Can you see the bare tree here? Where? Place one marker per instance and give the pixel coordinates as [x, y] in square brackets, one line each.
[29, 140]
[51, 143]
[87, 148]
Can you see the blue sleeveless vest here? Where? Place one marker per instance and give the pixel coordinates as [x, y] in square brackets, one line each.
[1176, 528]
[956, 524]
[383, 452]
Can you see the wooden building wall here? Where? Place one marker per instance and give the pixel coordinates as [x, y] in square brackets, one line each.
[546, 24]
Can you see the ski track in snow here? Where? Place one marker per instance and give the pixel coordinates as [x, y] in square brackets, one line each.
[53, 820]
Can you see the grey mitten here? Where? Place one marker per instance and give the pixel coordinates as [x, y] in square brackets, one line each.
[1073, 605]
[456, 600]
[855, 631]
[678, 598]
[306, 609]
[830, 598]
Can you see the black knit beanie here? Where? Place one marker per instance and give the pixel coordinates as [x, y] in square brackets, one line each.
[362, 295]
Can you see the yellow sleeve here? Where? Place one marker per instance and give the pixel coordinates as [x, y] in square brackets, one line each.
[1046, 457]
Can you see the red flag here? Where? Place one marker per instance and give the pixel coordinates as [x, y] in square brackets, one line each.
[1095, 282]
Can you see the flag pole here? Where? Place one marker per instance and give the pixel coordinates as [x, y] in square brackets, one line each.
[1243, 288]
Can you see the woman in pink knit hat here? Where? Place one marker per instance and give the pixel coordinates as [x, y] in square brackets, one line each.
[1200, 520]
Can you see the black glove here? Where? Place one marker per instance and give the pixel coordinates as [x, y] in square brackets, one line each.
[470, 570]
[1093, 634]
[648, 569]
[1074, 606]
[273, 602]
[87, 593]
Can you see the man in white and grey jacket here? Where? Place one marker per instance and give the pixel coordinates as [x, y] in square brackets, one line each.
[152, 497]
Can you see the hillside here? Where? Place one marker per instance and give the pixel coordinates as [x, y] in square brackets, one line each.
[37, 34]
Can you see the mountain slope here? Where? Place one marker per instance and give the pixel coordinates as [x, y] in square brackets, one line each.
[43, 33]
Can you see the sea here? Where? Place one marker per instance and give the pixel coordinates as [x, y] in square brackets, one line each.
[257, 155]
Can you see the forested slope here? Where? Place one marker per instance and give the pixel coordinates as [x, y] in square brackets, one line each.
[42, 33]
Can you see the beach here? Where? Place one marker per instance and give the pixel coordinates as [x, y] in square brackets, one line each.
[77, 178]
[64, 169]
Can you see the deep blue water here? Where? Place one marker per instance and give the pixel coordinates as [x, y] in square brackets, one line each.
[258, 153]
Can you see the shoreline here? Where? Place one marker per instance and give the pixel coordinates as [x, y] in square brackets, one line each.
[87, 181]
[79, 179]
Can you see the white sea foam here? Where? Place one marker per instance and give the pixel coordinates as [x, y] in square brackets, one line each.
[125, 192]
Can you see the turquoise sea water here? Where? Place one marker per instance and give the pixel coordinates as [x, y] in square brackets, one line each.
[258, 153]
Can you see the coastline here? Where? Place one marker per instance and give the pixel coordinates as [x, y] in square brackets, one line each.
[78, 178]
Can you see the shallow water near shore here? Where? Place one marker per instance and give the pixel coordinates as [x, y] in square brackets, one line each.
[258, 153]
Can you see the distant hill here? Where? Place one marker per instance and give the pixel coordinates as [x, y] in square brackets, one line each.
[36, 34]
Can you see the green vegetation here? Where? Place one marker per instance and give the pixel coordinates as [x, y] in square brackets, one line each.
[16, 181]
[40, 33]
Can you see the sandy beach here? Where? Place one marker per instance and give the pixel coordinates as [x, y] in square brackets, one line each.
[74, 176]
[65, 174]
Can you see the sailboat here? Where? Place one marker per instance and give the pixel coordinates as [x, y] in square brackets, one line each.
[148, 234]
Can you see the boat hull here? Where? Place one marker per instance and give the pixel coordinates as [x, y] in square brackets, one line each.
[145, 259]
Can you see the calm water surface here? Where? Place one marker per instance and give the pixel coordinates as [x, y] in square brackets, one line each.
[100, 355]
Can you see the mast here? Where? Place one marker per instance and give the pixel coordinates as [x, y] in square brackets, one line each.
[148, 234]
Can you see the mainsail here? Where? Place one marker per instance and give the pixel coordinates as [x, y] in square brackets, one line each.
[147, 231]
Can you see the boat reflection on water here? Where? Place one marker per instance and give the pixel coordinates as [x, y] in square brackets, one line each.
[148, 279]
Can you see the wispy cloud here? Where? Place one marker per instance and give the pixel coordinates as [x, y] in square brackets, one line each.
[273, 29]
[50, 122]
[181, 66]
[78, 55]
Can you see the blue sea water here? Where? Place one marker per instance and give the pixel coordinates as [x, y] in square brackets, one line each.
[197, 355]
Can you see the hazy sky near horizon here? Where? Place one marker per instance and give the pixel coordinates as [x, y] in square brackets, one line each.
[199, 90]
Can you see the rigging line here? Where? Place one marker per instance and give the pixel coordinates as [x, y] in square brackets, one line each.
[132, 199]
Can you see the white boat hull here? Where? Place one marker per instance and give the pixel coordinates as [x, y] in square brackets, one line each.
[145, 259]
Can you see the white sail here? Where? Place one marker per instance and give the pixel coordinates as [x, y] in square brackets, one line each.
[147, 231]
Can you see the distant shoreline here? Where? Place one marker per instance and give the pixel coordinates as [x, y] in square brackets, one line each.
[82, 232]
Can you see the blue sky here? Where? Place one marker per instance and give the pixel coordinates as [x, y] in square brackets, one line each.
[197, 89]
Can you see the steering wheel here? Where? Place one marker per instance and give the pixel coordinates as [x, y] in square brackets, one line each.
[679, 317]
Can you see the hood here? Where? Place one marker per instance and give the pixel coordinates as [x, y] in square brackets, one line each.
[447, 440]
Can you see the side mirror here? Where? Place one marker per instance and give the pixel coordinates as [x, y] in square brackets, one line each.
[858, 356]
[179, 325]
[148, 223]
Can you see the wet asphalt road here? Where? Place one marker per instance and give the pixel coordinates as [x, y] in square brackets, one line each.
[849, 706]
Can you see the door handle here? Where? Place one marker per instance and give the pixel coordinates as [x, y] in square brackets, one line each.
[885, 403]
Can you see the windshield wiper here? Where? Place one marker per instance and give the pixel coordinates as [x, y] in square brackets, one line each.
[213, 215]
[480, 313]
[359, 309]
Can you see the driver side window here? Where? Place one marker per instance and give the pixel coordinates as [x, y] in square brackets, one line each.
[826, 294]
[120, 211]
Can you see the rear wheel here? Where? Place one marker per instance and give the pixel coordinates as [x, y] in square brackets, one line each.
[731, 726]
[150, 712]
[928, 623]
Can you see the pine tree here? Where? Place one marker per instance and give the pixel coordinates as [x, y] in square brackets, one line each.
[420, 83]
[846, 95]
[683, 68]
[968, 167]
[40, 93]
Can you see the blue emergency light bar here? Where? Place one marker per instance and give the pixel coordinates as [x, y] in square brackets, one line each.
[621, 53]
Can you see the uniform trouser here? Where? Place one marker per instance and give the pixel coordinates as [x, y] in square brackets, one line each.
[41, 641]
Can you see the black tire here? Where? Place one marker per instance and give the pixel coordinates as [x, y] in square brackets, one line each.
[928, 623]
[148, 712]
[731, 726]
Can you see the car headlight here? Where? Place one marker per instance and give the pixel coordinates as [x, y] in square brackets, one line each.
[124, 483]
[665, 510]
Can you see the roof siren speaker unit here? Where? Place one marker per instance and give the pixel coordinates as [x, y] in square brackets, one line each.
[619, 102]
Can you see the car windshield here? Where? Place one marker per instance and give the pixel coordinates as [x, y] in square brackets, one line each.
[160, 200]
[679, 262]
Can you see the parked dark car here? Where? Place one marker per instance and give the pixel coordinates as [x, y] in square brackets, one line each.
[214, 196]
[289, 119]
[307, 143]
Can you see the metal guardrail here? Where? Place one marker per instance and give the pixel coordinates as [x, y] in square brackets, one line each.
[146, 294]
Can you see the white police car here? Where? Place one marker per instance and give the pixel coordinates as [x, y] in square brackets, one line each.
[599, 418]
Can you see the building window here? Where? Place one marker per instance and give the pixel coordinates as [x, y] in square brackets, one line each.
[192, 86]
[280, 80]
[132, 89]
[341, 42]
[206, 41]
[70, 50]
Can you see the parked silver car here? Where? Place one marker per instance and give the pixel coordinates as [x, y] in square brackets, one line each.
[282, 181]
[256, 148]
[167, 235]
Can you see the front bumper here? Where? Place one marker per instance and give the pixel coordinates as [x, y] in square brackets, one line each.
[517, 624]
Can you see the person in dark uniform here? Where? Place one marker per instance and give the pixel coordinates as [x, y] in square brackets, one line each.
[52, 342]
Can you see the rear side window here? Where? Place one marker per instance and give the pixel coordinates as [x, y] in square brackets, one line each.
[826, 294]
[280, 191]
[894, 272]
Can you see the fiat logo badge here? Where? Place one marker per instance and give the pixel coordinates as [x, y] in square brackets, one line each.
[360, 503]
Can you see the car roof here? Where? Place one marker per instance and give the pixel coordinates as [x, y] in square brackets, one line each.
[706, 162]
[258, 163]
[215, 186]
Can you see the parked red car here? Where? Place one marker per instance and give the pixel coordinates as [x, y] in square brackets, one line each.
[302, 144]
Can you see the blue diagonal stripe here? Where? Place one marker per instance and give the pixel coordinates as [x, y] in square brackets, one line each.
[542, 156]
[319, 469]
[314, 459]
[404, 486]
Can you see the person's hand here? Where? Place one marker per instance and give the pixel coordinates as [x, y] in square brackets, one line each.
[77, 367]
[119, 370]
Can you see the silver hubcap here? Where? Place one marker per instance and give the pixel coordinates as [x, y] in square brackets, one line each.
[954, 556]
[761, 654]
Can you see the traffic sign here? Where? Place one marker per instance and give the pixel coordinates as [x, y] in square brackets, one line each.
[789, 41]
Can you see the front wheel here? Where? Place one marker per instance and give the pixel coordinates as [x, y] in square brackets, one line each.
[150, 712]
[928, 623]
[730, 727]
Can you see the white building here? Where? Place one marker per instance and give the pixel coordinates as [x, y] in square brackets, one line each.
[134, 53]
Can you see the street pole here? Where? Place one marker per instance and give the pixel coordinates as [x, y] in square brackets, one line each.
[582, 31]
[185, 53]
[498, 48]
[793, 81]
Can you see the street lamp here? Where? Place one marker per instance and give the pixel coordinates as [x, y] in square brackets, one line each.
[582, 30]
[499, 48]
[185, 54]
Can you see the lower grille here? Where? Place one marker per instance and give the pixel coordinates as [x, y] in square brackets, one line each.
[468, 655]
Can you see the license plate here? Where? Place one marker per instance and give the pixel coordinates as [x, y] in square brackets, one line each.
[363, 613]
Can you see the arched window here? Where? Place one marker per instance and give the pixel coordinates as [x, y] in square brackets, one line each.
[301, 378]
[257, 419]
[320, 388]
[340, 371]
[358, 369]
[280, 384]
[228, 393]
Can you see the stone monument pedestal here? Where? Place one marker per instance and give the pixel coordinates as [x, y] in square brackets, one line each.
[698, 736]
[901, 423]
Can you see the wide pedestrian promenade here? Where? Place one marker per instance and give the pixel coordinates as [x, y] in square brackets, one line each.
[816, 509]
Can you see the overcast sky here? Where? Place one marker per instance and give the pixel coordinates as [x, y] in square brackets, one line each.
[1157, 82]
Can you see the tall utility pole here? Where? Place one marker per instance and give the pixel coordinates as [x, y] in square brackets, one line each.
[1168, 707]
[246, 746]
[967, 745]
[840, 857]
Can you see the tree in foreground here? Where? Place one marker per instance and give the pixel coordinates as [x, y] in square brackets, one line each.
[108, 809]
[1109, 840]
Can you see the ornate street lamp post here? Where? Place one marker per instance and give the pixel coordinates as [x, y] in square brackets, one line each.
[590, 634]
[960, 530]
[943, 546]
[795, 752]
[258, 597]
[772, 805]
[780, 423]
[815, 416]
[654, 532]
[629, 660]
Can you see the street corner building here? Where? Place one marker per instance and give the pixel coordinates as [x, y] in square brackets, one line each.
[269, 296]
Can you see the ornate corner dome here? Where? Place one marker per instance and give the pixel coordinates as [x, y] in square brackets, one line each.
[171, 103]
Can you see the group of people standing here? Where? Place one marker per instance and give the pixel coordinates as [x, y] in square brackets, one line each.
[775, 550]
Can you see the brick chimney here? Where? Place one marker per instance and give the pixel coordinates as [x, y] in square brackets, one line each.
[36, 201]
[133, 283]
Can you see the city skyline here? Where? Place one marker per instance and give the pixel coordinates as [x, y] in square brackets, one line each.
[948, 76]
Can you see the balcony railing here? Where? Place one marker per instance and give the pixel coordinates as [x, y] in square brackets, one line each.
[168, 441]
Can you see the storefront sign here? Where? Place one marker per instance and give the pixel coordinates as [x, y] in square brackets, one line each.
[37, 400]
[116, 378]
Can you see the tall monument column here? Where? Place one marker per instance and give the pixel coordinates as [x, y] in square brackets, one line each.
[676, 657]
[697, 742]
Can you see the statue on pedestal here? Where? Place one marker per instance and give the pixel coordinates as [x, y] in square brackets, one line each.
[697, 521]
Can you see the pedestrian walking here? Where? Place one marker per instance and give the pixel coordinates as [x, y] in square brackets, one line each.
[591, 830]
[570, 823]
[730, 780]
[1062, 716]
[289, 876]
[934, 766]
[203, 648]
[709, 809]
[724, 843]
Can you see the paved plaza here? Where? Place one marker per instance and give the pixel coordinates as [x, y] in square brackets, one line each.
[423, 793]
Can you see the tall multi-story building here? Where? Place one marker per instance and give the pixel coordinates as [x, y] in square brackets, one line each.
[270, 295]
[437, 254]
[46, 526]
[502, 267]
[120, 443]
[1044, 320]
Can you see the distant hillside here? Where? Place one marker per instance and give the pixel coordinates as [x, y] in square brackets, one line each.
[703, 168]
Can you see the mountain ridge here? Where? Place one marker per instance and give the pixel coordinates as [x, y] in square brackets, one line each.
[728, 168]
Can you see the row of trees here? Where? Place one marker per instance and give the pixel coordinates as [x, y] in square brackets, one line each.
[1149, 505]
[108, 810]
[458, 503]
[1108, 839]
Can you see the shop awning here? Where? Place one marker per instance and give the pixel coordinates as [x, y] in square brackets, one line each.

STATED EXERCISE: Retype the listing above from the line with "Can you see the distant hillside" up to and including the line with "[1108, 839]", without changing any character.

RESULT OF THE EXERCISE:
Can you see the distant hillside here? Where? Place one marker per instance and give the pixel coordinates as [x, y] in square brackets, one line each.
[703, 168]
Can you see the mountain ridge here? Where? Place one marker per instance and give the pixel coordinates as [x, y] in square brackets, one line each.
[728, 168]
Can you see the row of trees here? Where? Place one marker per instance and give the pixel coordinates as [x, y] in square brackets, one line each.
[1149, 505]
[108, 810]
[458, 503]
[1108, 839]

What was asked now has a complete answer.